ACTIVITY: Reproduce the entries word for word, from their first line through the line containing "173L175 186L174 193L203", and include that line.

[[ SUPPLIED RECORDS open ]]

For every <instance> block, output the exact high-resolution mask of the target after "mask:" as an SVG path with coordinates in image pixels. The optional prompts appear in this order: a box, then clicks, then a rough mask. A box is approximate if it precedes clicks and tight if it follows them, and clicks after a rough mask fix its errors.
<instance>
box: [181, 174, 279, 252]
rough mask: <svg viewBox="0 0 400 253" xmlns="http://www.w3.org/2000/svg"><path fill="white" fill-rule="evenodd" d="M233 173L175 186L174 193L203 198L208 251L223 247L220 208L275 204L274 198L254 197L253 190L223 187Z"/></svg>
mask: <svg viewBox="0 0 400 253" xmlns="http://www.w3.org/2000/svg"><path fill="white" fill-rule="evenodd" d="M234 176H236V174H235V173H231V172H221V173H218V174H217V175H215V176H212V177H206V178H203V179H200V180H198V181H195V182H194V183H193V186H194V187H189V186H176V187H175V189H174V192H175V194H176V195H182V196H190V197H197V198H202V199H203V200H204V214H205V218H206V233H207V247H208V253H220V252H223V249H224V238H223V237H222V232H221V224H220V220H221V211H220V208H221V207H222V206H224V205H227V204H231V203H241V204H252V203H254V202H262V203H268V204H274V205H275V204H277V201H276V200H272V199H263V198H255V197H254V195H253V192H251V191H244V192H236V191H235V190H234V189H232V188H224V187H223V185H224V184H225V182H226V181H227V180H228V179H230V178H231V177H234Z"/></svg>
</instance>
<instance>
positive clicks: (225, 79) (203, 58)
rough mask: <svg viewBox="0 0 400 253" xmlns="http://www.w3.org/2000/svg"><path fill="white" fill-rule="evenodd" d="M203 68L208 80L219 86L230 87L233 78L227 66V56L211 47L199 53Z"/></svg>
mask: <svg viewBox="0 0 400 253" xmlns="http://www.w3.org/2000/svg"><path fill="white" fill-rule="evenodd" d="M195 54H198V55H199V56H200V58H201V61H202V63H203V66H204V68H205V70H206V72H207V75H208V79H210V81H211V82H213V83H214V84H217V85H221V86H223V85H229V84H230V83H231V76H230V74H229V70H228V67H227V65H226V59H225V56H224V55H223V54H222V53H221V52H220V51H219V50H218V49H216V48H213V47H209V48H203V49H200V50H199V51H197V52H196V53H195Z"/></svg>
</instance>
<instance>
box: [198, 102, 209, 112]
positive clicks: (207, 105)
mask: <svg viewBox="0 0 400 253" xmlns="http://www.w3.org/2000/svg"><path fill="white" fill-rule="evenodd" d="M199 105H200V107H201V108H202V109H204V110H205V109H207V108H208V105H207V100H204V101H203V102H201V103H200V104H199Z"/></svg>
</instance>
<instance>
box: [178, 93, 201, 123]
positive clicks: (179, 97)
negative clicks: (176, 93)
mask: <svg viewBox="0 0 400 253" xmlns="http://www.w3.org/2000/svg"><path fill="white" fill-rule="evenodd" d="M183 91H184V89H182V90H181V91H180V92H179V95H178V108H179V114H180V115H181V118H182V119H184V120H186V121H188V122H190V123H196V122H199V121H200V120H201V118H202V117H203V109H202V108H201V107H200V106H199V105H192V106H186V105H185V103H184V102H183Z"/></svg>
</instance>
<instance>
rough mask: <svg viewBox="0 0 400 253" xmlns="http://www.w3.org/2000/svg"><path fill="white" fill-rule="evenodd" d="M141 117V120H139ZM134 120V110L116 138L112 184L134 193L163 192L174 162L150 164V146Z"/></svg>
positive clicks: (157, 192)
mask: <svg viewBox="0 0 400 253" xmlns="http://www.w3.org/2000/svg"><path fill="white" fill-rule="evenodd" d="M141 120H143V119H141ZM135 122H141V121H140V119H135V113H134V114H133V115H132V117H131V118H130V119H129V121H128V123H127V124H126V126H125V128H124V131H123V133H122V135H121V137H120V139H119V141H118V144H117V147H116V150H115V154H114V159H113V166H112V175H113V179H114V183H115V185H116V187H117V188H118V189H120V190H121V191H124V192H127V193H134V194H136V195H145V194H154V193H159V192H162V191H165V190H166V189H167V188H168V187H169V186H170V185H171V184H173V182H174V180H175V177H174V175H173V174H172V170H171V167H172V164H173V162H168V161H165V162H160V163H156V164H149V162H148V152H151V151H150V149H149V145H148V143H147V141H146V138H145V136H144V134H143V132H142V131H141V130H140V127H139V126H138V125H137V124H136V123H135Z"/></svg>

[[ SUPPLIED RECORDS closed ]]

TASK RESPONSE:
For every <instance> block, output the exact high-resolution mask of the target after "mask:" as an SVG path with coordinates in image pixels. The optional prompts appear in this order: a box, then clicks, then a rough mask. A box is approximate if it precedes clicks and tight if it follows them, and clicks after a rough mask fix its errors.
<instance>
box: [181, 174, 279, 252]
rough mask: <svg viewBox="0 0 400 253" xmlns="http://www.w3.org/2000/svg"><path fill="white" fill-rule="evenodd" d="M233 173L175 186L174 193L203 198L208 251L223 247L220 208L275 204L274 198L254 197L253 190L223 187Z"/></svg>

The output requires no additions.